### To do
Nothing but the lines from the one that contains "the girl's yellow" through the end of the listing should appear, set down exactly.
···
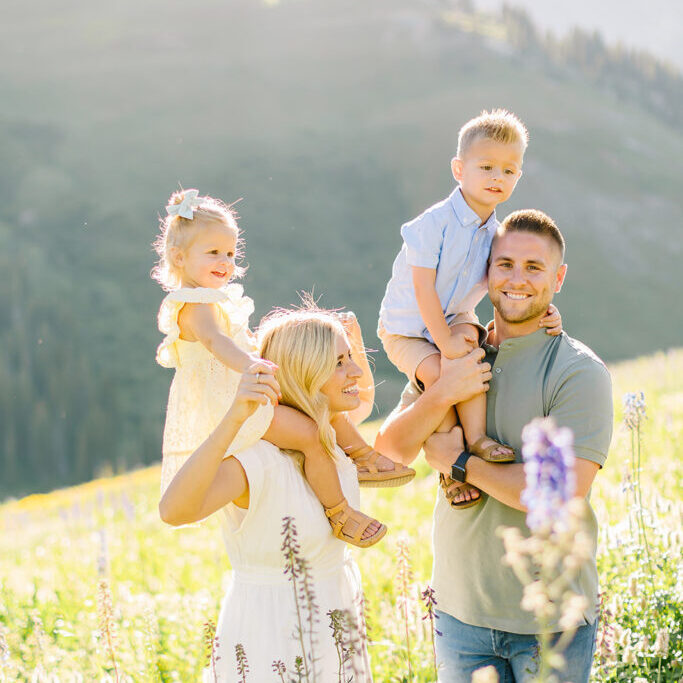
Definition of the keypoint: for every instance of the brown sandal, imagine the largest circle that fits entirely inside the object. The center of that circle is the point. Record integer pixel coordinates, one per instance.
(487, 453)
(451, 488)
(373, 477)
(348, 514)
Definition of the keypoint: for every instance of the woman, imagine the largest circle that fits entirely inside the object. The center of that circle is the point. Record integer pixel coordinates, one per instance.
(259, 490)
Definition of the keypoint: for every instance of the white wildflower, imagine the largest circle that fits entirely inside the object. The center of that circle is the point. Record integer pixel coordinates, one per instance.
(662, 643)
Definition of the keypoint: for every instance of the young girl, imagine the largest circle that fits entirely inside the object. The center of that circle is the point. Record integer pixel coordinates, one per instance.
(205, 319)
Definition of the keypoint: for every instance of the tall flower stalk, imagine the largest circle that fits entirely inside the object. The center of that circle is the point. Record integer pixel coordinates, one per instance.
(404, 580)
(299, 574)
(635, 411)
(547, 562)
(242, 662)
(430, 603)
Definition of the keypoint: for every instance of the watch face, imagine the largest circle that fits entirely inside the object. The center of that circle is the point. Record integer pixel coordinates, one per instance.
(458, 467)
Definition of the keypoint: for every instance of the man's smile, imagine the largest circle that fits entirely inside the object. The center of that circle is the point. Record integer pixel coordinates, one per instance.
(516, 296)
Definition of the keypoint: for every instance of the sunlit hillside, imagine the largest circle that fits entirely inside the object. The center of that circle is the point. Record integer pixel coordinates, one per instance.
(334, 122)
(56, 549)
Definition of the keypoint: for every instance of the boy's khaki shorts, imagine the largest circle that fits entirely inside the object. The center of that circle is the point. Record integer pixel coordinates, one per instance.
(406, 353)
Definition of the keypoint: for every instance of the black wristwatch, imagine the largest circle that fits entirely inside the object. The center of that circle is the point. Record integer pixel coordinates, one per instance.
(458, 467)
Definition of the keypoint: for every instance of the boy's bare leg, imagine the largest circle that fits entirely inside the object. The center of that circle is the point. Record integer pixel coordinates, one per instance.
(428, 372)
(472, 416)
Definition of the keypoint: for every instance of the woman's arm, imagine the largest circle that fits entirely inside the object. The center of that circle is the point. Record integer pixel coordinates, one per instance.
(366, 382)
(199, 322)
(206, 481)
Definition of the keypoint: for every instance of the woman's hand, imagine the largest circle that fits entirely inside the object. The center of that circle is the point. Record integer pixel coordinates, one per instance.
(257, 386)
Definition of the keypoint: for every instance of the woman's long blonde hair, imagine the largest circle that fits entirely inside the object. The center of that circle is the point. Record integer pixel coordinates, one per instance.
(303, 343)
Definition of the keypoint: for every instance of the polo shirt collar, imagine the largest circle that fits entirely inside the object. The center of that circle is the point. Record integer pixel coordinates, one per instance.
(467, 216)
(528, 341)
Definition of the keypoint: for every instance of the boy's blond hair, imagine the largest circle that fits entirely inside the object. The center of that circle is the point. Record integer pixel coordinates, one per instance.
(500, 125)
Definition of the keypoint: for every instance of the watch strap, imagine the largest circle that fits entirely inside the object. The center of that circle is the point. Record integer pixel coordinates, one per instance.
(458, 471)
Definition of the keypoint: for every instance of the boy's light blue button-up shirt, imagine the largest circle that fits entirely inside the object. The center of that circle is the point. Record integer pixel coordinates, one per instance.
(450, 237)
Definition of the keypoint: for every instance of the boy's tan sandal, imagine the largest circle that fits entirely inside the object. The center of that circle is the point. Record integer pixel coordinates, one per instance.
(451, 488)
(487, 453)
(365, 458)
(348, 515)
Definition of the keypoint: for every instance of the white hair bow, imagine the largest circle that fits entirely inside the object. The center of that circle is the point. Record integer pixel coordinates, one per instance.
(186, 208)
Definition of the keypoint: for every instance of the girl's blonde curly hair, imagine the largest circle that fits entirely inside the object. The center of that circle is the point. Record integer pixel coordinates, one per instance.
(179, 232)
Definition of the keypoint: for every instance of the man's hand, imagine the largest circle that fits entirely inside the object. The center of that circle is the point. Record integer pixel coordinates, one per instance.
(442, 448)
(462, 378)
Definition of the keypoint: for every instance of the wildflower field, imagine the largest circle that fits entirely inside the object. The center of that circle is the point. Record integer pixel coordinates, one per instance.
(94, 587)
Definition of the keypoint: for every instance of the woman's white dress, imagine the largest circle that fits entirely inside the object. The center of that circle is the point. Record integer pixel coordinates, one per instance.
(259, 611)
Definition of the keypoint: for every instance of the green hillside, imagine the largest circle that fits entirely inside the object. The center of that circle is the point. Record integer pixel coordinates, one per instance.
(335, 122)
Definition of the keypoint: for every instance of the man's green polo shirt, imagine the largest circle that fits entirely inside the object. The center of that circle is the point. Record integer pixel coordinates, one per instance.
(533, 376)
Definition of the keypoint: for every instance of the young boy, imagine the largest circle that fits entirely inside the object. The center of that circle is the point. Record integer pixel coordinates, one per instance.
(439, 276)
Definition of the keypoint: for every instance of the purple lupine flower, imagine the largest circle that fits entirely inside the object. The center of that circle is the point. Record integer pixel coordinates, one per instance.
(549, 468)
(634, 409)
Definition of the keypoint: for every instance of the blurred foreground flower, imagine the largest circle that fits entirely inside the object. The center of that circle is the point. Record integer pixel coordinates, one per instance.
(549, 468)
(548, 561)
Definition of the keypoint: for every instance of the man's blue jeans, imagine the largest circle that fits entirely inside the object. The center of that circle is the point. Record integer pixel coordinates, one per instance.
(462, 649)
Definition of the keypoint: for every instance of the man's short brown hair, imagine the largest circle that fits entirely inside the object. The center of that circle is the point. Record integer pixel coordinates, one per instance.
(536, 222)
(500, 125)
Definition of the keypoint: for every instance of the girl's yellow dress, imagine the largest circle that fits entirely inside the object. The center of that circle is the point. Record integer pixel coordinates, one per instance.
(203, 388)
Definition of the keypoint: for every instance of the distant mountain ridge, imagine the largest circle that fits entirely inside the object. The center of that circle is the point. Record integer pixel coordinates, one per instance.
(335, 122)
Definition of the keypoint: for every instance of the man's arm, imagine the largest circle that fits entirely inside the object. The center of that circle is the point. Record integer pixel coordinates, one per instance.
(407, 428)
(504, 482)
(582, 401)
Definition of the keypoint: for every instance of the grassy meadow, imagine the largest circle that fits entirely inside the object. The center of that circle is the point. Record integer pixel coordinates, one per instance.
(60, 621)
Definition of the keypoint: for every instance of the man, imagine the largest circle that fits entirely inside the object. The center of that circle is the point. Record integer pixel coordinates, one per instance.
(527, 374)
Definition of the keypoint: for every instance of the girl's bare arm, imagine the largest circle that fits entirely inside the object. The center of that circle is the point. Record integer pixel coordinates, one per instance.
(199, 322)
···
### Output for this exercise
Definition of the keypoint: for every instance of the girl's yellow dress, imagine the largest circle that fits entirely inside the object. The center of that circle is the point. Record integer pixel coordinates, one per instance.
(203, 388)
Definition of the keypoint: for every instance of the distant mountain ridge, imagine the largest circle that fits entirely inside the object. The center of that circle is the point. Record integer pixel coordinates, one per instance.
(335, 122)
Definition of the keypoint: for every instance of the man's arm, imagine the largest circle that fits entirely inside the object. The center of that circle is the point. Record integer pixel coordinates, one per instance.
(407, 428)
(504, 482)
(582, 401)
Definition of the keypoint: for every instance of the grassy meadow, imagine the largest circle that fits entirely inside the object. The center of that circle is the point. Record integer pixel coordinates, one per instance.
(60, 621)
Definition of the keypoint: for every instance of the man, imagine the largest circle that fits entirely inside the object. The center of that circle is the point. Record integer pixel coordinates, one per instance.
(527, 374)
Definition of the keypoint: for every instance of the girl's bare arm, imagine the largest circle that fits entirely inside the object. The center of that circle is the point. Record integer pixel coordinates, one per instance.
(199, 322)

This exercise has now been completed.